* [Prompt 1] Reproduce word for word the part of the guide on extracting data from "Install DataLad" up to and including "set of files.".
* [Prompt 2] Carry the guide on extracting data forward, starting right after its final sentence.

* [Passage]
3.1.3. Extract Specific Data

Once you understand the data structure, you can extract exactly what you need:

Extract specific files for selected subjects:

# XCP-D example
input_dir=/path/to/ephemeral/clone
output_dir=/path/to/your/cubic/project
file_pattern="xcpd*/sub-*/func/sub-*_task-rest*space-fsLR_seg-Glasser_stat-pearsoncorrelation_relmat.tsv"

bash unzip_files.sh ${input_dir} ${output_dir} subject_list.txt "${file_pattern}"

Extract specific files for all available subjects:

# Omit the subject list to process all subjects
bash unzip_files.sh ${input_dir} ${output_dir} "${file_pattern}"

3.2. Get data with DataLad

This section provides instructions in case you prefer to use DataLad.

Pros:

  • Full data provenance tracking

Cons:

  • Some knowledge of datalad, git, git annex

3.2.1. Prerequisites

Know the path to the datalad datasets: see example CCNP

Install DataLad

Follow the instructions here to get datalad installed.

Accessing AI2D data via DataLad happens in two steps. You will first clone a AI2D data repository. This will make a copy of the AI2D file layout, but none of the actual data will be present. The next step is to get your data, which tells DataLad to download the content of specific files to your copy. Once the file content is present in your copy, you can use AI2D data just like any other set of files.

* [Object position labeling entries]
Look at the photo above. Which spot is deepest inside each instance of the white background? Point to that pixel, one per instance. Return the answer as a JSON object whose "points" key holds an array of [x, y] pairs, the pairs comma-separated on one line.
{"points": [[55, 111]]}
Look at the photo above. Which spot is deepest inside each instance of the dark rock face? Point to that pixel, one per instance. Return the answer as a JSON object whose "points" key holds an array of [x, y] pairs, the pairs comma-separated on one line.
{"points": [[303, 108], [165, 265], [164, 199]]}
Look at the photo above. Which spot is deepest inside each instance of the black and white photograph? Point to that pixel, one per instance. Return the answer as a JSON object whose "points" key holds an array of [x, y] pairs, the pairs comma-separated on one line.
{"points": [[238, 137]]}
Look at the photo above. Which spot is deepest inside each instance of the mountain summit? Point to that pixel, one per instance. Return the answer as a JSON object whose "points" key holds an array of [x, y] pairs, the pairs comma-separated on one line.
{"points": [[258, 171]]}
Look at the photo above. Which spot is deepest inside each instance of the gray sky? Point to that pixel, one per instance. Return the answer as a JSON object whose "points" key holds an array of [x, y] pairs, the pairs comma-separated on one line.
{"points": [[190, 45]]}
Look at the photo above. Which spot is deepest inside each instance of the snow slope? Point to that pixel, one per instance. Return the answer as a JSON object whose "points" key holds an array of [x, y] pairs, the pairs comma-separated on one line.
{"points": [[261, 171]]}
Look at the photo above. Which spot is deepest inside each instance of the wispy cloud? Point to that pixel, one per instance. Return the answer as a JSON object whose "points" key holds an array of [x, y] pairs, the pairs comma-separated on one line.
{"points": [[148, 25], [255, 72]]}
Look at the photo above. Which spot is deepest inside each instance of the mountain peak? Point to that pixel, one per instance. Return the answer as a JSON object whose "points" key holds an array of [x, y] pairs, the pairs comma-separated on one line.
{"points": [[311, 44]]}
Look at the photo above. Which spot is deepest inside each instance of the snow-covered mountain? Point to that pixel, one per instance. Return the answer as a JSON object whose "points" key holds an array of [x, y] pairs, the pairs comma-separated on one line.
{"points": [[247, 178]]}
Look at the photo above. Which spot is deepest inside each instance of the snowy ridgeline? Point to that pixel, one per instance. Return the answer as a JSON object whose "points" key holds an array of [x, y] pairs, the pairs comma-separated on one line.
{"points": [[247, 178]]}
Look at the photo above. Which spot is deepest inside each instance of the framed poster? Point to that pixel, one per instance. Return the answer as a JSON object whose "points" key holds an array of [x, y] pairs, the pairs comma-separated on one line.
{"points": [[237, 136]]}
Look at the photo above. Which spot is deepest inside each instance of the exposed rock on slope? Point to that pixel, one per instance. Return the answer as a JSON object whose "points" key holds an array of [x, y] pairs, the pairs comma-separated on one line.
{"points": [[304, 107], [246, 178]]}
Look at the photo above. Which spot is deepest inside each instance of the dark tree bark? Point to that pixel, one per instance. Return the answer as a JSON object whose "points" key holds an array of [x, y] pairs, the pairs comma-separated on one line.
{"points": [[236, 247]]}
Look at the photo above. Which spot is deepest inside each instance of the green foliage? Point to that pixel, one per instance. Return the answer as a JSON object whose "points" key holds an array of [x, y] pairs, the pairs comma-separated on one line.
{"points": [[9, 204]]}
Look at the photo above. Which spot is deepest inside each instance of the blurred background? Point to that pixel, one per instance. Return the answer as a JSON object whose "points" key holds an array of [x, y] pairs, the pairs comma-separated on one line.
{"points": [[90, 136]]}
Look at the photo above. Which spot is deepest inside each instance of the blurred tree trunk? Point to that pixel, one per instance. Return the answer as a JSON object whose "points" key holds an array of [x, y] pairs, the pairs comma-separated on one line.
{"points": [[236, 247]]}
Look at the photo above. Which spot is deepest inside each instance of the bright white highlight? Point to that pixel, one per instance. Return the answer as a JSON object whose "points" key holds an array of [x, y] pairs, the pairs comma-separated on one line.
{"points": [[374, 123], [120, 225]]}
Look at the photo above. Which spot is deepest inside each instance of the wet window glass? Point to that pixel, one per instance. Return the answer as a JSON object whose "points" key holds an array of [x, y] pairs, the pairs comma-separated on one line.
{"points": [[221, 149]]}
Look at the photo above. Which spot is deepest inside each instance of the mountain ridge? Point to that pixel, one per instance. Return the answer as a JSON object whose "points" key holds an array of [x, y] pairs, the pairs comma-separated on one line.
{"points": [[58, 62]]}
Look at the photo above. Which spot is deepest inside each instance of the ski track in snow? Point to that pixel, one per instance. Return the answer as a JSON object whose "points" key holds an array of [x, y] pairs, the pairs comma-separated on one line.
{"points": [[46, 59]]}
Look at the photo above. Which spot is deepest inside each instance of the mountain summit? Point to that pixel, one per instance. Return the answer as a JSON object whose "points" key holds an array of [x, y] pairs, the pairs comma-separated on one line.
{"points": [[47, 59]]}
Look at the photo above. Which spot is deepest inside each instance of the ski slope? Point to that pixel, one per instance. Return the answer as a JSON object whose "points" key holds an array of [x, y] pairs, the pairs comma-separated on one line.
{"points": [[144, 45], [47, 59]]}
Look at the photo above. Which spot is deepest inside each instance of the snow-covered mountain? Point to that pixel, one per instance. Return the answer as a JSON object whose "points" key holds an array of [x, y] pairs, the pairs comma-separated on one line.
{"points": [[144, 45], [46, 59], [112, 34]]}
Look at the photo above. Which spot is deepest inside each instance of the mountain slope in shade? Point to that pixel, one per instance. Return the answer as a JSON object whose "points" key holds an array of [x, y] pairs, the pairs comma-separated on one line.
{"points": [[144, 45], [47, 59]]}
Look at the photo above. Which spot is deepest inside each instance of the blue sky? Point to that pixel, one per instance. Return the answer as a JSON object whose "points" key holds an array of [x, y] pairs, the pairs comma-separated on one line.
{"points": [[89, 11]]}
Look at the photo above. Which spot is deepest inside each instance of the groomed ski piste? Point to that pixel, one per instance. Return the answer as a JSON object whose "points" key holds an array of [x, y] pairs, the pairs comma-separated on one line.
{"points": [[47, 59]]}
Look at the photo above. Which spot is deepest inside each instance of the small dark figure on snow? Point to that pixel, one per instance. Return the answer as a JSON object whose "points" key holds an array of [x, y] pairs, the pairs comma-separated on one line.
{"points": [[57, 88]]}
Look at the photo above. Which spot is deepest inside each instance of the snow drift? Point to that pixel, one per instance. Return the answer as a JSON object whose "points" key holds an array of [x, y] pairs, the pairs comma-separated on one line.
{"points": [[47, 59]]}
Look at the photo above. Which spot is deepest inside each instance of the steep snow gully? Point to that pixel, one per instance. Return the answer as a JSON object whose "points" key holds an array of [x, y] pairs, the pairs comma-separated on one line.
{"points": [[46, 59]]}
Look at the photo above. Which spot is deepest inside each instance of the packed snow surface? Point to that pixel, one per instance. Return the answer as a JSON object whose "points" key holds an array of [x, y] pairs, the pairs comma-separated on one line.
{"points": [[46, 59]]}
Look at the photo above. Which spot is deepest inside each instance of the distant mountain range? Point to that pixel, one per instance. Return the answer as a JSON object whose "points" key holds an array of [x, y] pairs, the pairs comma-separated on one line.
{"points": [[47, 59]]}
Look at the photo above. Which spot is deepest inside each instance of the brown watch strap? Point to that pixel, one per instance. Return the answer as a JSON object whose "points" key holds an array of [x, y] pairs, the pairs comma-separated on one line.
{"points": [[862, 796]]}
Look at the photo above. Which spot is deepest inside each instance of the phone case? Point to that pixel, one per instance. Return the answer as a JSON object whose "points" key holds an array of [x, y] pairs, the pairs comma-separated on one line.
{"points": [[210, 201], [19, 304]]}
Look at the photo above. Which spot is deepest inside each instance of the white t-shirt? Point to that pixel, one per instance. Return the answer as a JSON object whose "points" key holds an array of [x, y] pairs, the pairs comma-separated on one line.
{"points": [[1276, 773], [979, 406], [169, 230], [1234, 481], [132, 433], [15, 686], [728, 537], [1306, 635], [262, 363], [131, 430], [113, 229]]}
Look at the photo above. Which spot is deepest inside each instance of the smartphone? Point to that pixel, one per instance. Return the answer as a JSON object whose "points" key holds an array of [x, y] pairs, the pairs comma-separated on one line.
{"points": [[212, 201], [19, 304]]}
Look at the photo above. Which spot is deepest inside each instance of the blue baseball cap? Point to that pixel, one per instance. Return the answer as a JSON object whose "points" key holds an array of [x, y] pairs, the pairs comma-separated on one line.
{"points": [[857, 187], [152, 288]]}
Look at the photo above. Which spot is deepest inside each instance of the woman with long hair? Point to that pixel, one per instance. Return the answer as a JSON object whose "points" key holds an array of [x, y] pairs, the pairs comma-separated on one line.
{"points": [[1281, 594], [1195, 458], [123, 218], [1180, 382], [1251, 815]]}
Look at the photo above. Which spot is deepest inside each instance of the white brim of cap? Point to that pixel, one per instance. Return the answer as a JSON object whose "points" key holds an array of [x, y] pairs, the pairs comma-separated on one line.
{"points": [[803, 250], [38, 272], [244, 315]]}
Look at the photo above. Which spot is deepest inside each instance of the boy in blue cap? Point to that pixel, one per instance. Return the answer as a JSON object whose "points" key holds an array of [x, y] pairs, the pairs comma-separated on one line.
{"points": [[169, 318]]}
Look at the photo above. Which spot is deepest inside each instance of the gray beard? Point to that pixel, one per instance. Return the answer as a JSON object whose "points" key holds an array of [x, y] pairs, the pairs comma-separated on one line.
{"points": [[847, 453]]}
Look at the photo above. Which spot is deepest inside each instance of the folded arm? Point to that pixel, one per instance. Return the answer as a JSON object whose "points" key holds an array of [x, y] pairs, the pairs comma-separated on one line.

* [Written reply 1]
Install DataLad

Follow the instructions here to get datalad installed.

Accessing AI2D data via DataLad happens in two steps. You will first clone a AI2D data repository. This will make a copy of the AI2D file layout, but none of the actual data will be present. The next step is to get your data, which tells DataLad to download the content of specific files to your copy. Once the file content is present in your copy, you can use AI2D data just like any other set of files.

* [Written reply 2]
3.2.2. Example walkthrough

$ datalad clone \
    ria+file:///cbica/projects/pennlinc_rbc/datasets/LINC_CCNP/derivatives/xcpd-0-10-6-babs/output_ria#~data \
    ccnp_xcpd

[INFO   ] Configure additional publication dependency on "output-storage"                                                                           
configure-sibling(ok): . (sibling)
install(ok): /cbica/projects/pennlinc_rbc/ccnp_xcpd (dataset)
action summary:
  configure-sibling (ok: 1)
  install (ok: 1)

$ cd ccnp_xcpd
$ datalad get sub-colornest001_ses-1_xcpd-0-10-6.zip
get(ok): sub-colornest001_ses-1_xcpd-0-10-6.zip (file) [from output-storage...]

$ datalad drop sub-colornest001_ses-1_xcpd-0-10-6.zip
drop(ok): sub-colornest001_ses-1_xcpd-0-10-6.zip (file)